● **Study text**
========

Photo credit:  iwmfphotos/Flickr Creative Commons   
  Farida Nekzad received the International Women’s Media Foundation 2008 Courage Award.  
 
 

Earlier this month, Timothy Ryan, Asia/Europe director of the Solidarity Center, traveled to Afghanistan and spoke with Farida Nekzad, managing editor and deputy director of Pajhwok Afghan News and vice president of the South Asia Media Commission. A champion of press freedom and women’s rights in Afghanistan, Nekzad works under tremendous pressure at a time when women journalists in her country are being threatened and killed for their reporting. In this cross-post from the Solidarity Center website, Nekzad shows she is committed to staying in her country and continuing her work.

========

● **Data segment**

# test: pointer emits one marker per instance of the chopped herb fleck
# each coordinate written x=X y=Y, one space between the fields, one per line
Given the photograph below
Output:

========

● **What to work on**
Reproduce, word for word, the portion of the Farida Nekzad passage between "Earlier this month, Timothy" and "continuing her work.", inclusive.

● **Output for this task**
Earlier this month, Timothy Ryan, Asia/Europe director of the Solidarity Center, traveled to Afghanistan and spoke with Farida Nekzad, managing editor and deputy director of Pajhwok Afghan News and vice president of the South Asia Media Commission. A champion of press freedom and women’s rights in Afghanistan, Nekzad works under tremendous pressure at a time when women journalists in her country are being threatened and killed for their reporting. In this cross-post from the Solidarity Center website, Nekzad shows she is committed to staying in her country and continuing her work.